:: ページ抜粋 ::
┌────────

米雇用市場へのリスクがあちこちで顕在化-地区連銀調査
(ブルームバーグ): 最新の地区連銀調査で雇用の指標が米雇用市場へのリスクを浮き彫りにしたことで、米連邦準備制度は利下げにかじを切った。
最近発表された5つの地区製造業報告の8月の指数はいずれも工場における雇用者数の減少を示し、サービス業の雇用者数の指標は軟化しつつある。労働時間の指標も低下している。
これらの調査は、実際の雇用の変化というより業界のセンチメントを測るものだ。しかし、7月の雇用者数の伸びが期待外れだったことや、3月の雇用者数の大幅な下方修正を示す別のデータに続くこれらの調査結果は、パウエル米連邦準備制度理事会(FRB)議長が政策決定者にとって最重要だとする労働市場の減速を示している。

└────────

:: 提供情報 ::
┌────────

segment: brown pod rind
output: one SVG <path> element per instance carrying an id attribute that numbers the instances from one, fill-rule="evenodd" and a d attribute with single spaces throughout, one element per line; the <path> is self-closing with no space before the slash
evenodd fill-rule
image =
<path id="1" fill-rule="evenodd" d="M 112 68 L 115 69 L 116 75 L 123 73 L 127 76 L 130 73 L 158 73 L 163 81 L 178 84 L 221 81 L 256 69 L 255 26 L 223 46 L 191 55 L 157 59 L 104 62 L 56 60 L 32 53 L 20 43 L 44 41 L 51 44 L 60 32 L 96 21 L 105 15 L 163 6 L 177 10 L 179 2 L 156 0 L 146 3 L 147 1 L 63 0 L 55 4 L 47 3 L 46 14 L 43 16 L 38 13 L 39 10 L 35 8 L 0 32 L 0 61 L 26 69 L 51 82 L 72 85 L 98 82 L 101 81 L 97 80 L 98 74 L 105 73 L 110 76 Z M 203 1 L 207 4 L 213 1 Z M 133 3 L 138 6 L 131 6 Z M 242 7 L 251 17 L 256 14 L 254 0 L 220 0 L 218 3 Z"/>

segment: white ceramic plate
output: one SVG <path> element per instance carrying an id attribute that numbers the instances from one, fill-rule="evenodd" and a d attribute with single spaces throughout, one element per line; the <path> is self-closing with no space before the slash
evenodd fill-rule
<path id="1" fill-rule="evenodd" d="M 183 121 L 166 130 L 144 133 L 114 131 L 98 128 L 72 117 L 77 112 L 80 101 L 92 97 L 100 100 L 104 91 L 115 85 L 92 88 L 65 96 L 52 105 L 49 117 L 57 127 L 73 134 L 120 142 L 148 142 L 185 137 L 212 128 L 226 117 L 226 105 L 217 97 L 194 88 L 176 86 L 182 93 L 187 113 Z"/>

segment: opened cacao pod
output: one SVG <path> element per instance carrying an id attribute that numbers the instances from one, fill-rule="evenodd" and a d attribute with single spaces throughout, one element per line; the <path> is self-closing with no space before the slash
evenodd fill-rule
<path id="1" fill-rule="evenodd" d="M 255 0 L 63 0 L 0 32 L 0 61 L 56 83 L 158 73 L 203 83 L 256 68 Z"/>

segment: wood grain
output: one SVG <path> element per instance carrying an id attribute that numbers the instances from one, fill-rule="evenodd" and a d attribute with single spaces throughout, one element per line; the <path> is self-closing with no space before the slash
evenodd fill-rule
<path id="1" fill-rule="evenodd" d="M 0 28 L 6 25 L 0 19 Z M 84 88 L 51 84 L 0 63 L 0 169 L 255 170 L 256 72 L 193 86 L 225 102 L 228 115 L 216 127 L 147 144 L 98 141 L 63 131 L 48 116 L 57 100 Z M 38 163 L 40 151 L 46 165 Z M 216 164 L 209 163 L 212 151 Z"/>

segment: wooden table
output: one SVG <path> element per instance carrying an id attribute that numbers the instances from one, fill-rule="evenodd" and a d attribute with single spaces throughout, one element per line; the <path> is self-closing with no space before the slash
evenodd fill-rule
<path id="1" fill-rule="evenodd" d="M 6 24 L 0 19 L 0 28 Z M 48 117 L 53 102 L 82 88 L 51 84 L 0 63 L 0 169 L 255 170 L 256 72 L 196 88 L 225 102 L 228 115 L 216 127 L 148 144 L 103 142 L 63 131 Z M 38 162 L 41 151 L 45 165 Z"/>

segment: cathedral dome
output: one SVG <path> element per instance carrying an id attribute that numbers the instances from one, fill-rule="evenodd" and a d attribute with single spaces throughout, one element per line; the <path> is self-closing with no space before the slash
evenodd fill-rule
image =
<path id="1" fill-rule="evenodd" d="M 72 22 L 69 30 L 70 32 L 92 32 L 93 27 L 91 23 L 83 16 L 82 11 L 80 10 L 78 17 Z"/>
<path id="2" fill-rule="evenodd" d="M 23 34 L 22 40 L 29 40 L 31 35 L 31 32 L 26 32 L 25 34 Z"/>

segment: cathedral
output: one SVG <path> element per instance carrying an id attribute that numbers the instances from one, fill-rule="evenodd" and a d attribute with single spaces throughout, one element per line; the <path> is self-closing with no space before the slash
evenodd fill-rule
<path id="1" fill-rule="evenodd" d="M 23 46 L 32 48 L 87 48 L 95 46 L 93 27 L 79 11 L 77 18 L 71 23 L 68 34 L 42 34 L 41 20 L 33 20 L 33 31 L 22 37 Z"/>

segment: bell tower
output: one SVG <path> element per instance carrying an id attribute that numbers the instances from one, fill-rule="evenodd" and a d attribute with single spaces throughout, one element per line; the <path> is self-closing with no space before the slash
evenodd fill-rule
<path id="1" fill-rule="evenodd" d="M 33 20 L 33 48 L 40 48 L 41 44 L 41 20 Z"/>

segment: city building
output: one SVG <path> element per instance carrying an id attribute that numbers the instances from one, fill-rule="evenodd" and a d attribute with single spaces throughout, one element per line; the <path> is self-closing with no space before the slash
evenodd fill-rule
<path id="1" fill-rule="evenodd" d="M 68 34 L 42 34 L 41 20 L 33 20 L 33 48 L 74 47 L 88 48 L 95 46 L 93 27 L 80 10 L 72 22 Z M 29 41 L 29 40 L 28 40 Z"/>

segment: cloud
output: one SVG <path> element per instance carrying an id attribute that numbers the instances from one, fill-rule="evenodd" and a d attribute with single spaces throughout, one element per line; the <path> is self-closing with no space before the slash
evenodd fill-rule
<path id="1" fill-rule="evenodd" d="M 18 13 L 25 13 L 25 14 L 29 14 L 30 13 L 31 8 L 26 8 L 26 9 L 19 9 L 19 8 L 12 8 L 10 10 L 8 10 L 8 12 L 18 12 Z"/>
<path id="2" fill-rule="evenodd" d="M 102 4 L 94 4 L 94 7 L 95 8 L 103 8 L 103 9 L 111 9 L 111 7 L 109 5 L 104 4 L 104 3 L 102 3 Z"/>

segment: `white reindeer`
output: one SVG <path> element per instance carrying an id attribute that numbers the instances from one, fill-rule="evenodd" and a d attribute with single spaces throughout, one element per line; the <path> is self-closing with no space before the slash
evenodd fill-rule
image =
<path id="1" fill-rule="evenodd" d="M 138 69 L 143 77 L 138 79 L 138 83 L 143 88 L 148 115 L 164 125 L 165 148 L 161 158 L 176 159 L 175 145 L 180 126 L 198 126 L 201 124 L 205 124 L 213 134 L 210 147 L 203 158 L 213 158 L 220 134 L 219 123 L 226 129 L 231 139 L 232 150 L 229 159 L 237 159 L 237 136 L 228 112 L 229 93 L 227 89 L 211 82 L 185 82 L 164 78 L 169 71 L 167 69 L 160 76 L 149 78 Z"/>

└────────

:: 課題の目的 ::
米雇用市場のリスクを報じた記事を、示された最後の文の後から書き継ぐ。

:: 課題への回答 ::
製造業では、カンザスシティー連銀の指数が2020年半ば以来初めて3カ月連続で雇用者数の減少を示し、リッチモンド連銀の指数は新型コロナウイルスのパンデミック期を除けば09年以降で最も弱い。
サービス業とその他の非製造業では、フィラデルフィア連銀地区のフルタイム雇用者数が今月、過去4年余りで最も大きく減少した。リッチモンド連銀の雇用指標は、20年以来初めて2カ月連続で縮小を示した。
ダラス連銀の雇用指標は、3年にわたる落ち込みから安定化の兆しを示したものの、テキサスのサービス業雇用が過去2カ月に事実上停滞したことを示した。ニューヨーク州では8月に、年初来で初めて雇用者数が減少した。
米国人自身も雇用機会が限られていることに気づいている。27日に発表されたコンファレンスボードのリポートによると、仕事を得るのが難しくなっていると答えた消費者の割合は今月、21年3月以来の高水準に達した。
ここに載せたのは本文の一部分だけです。